→ **Requirement 1**:
In the comment thread about the adversarial coding test, what value does one commenter say they set for modelines in their .vimrc file?

→ **Source document**:

An adversarial coding test
62 points by m_eiman
62 points by m_eiman
Today I read a blog post from Jamf Threat Labs about this, posted two days ago. Seems like this spread a little bit.
I have set modelines 0 in my .vimrc file. I do not have "." in my PATH. Why does Microsoft re-invent every terrible security flaw possible?
"We only ran it after you said OK when we asked you if it was trusted, so technically it's your fault and not ours!" is the vibe I get from vscode here.
To be quite honest I feel like VS Code really isn't in the wrong here. This stuff is useful and how many teams make sure that people have working setups and proper configuration, and the question is quite clear: do you trust the authors?
If anything they're being quite loud when other tools are quite likely to just let you go for it. Though perhaps something like "type the name of the folder" would be a good extra step here to really internalize what's going on.
The sort of counterpositive of not having this functionality... if you end up saying "do test a thing go do npm run test" and you put your payload in there the target're still owned.

→ **Data records**:

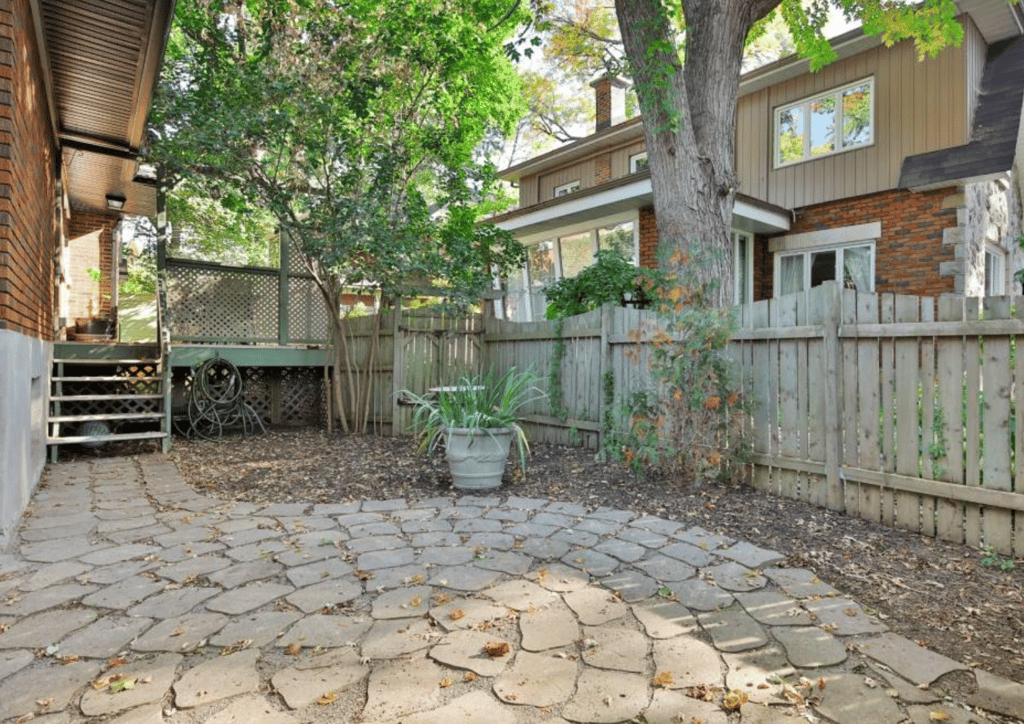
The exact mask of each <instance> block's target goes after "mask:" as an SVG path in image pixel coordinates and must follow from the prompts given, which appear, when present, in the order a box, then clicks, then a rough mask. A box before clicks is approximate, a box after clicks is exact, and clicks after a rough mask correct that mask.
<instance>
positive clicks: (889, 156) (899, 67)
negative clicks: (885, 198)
mask: <svg viewBox="0 0 1024 724" xmlns="http://www.w3.org/2000/svg"><path fill="white" fill-rule="evenodd" d="M972 32H973V33H974V34H975V35H976V34H977V31H974V30H973V29H969V35H970V34H971V33H972ZM974 47H975V46H973V45H972V44H971V43H969V42H965V44H964V46H962V47H961V48H952V47H951V48H946V49H945V50H943V51H942V52H941V53H940V56H939V57H938V58H935V59H930V60H926V61H924V62H919V61H918V59H916V50H915V49H914V47H913V43H912V42H903V43H899V44H897V45H895V46H893V47H892V48H886V47H878V48H872V49H871V50H867V51H865V52H863V53H860V54H858V55H856V56H854V57H851V58H847V59H846V60H842V61H839V62H836V63H834V65H833V66H829V67H827V68H825V69H822V71H821V72H819V73H816V74H811V73H809V74H805V75H803V76H800V77H798V78H794V79H792V80H790V81H786V82H785V83H780V84H779V85H777V86H775V87H772V88H769V89H766V90H765V91H759V92H756V93H752V94H751V95H750V96H745V97H744V98H743V99H742V100H743V107H744V110H749V111H751V112H752V115H749V114H748V113H742V114H741V115H740V118H739V123H740V124H741V125H740V129H739V139H740V141H739V142H740V144H744V143H750V142H751V139H754V138H757V136H758V135H759V133H760V134H762V135H763V137H764V142H765V143H766V144H767V146H766V147H765V148H764V150H763V154H762V156H761V158H762V159H763V160H764V163H766V164H767V167H766V174H765V176H766V178H765V179H764V180H762V179H760V178H759V163H760V161H759V160H758V159H757V158H755V156H756V155H755V156H752V155H749V154H745V153H743V154H737V163H738V164H739V169H738V175H739V178H740V179H741V181H742V182H743V183H744V184H745V187H744V193H746V194H752V195H753V196H755V197H757V198H761V199H764V200H765V201H768V202H771V203H773V204H777V205H779V206H783V207H785V208H799V207H802V206H808V205H811V204H819V203H823V202H827V201H834V200H836V199H843V198H848V197H854V196H862V195H865V194H873V193H876V191H881V190H886V189H889V188H894V187H895V186H896V184H897V183H898V181H899V172H900V168H901V166H902V163H903V159H904V158H905V157H906V156H910V155H914V154H922V153H927V152H930V151H937V150H940V148H948V147H950V146H954V145H959V144H962V143H965V142H967V140H968V137H967V128H968V126H967V117H966V114H967V110H966V109H965V108H964V107H963V105H962V102H956V101H957V99H963V98H964V97H965V95H966V92H967V89H966V87H965V86H966V84H967V77H968V74H969V73H970V72H971V68H969V67H968V60H969V58H970V56H971V55H972V53H973V54H974V55H975V56H977V63H976V65H978V66H979V68H980V63H981V59H982V55H983V52H984V47H983V44H982V49H981V51H980V52H979V51H977V50H976V49H975V50H972V48H974ZM862 78H873V79H874V99H873V100H874V141H873V143H872V145H869V146H866V147H863V148H857V150H854V151H848V152H843V153H839V154H836V155H830V156H826V157H822V158H820V159H816V160H813V161H806V162H803V163H798V164H793V165H791V166H785V167H783V168H779V169H776V168H774V163H775V159H774V143H775V138H774V113H775V110H776V109H777V108H779V107H780V105H785V104H787V103H792V102H795V101H798V100H800V99H802V98H806V97H808V96H813V95H815V94H817V93H820V92H825V91H828V90H830V89H833V88H838V87H841V86H843V85H846V84H848V83H852V82H854V81H857V80H860V79H862ZM976 83H977V82H976ZM762 92H763V93H764V98H765V107H764V108H761V109H759V99H760V97H761V96H762ZM752 116H753V117H752ZM759 124H762V128H764V127H765V126H767V132H765V131H764V130H759V129H758V125H759ZM741 187H743V186H741Z"/></svg>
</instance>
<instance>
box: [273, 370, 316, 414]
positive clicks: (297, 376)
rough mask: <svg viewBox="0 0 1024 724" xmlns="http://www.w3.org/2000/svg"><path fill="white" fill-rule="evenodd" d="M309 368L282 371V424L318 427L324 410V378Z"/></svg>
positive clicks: (280, 383)
mask: <svg viewBox="0 0 1024 724" xmlns="http://www.w3.org/2000/svg"><path fill="white" fill-rule="evenodd" d="M322 374H323V373H322V372H321V371H319V370H316V369H313V368H308V367H286V368H282V369H281V379H280V389H281V400H280V424H282V425H316V424H318V423H319V420H321V418H322V410H323V409H324V407H325V406H324V389H323V377H322Z"/></svg>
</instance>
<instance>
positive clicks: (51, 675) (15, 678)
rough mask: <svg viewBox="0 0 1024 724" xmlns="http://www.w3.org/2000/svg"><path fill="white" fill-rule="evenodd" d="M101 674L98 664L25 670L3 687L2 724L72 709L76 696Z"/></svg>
mask: <svg viewBox="0 0 1024 724" xmlns="http://www.w3.org/2000/svg"><path fill="white" fill-rule="evenodd" d="M98 673H99V664H98V663H96V662H76V663H74V664H69V665H68V666H57V665H52V666H48V667H46V668H45V669H36V668H32V669H23V670H22V671H20V672H18V673H17V674H14V676H11V677H9V678H7V679H4V681H3V683H2V686H3V695H2V696H0V721H2V720H4V719H7V718H9V717H24V716H26V715H29V714H47V713H49V712H59V711H60V710H61V709H65V708H66V707H67V706H68V704H69V702H70V701H71V699H72V697H73V696H74V695H75V692H76V691H78V690H79V689H80V688H82V686H84V685H85V684H86V683H87V682H89V681H92V679H93V678H94V677H95V676H96V675H97V674H98ZM40 701H42V702H43V704H39V702H40ZM44 705H45V706H44ZM26 721H28V720H26Z"/></svg>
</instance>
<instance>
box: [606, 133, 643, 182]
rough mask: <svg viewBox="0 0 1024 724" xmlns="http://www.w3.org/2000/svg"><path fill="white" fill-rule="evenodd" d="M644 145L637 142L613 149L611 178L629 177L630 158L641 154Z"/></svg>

→ **Requirement 2**:
Swap "clicks" for "points" in the records, starting with their first line and going on through the line with "negative clicks: (885, 198)". Give those lines again with nothing else changed, and leave the pictures out.

→ **Task solution 1**:
0

→ **Task solution 2**:
The exact mask of each <instance> block's target goes after "mask:" as an SVG path in image pixel coordinates and must follow from the prompts given, which appear, when present, in the order a box, then points, then a rough mask. A box before points is approximate, a box after points is exact, and points after a rough mask correct that mask.
<instance>
positive points: (889, 156) (899, 67)
negative points: (885, 198)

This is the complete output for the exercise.